The problem
Put everything in the data below, from the line containing "Spot the brown" down to the end, into a Markdown table with the columns No. and Text. Number each line in No. and skip any blank lines.

Provided records
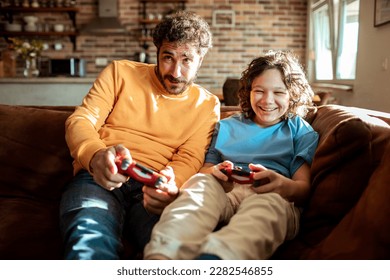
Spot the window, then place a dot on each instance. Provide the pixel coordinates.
(333, 40)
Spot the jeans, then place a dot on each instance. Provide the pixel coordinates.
(94, 221)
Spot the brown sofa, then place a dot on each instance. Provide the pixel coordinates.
(347, 216)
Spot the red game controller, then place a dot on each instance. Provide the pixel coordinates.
(240, 176)
(141, 174)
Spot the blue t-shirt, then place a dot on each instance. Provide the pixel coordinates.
(282, 147)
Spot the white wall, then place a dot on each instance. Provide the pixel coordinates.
(372, 85)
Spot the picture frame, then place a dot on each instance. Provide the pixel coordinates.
(381, 12)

Response
| No. | Text |
|---|---|
| 1 | Spot the brown sofa, then place a dot on each instance. Provide the pixel coordinates. |
| 2 | (347, 216) |
| 3 | Spot the red game controller, then place a dot on each instance. Provide the pixel coordinates. |
| 4 | (240, 176) |
| 5 | (141, 174) |
| 6 | Spot the blue t-shirt, then place a dot on each instance. Provide the pixel coordinates. |
| 7 | (282, 147) |
| 8 | Spot the white wall, then place a dot on each instance. Provide the pixel coordinates. |
| 9 | (372, 85) |
| 10 | Spot the picture frame, then place a dot on each instance. Provide the pixel coordinates. |
| 11 | (381, 12) |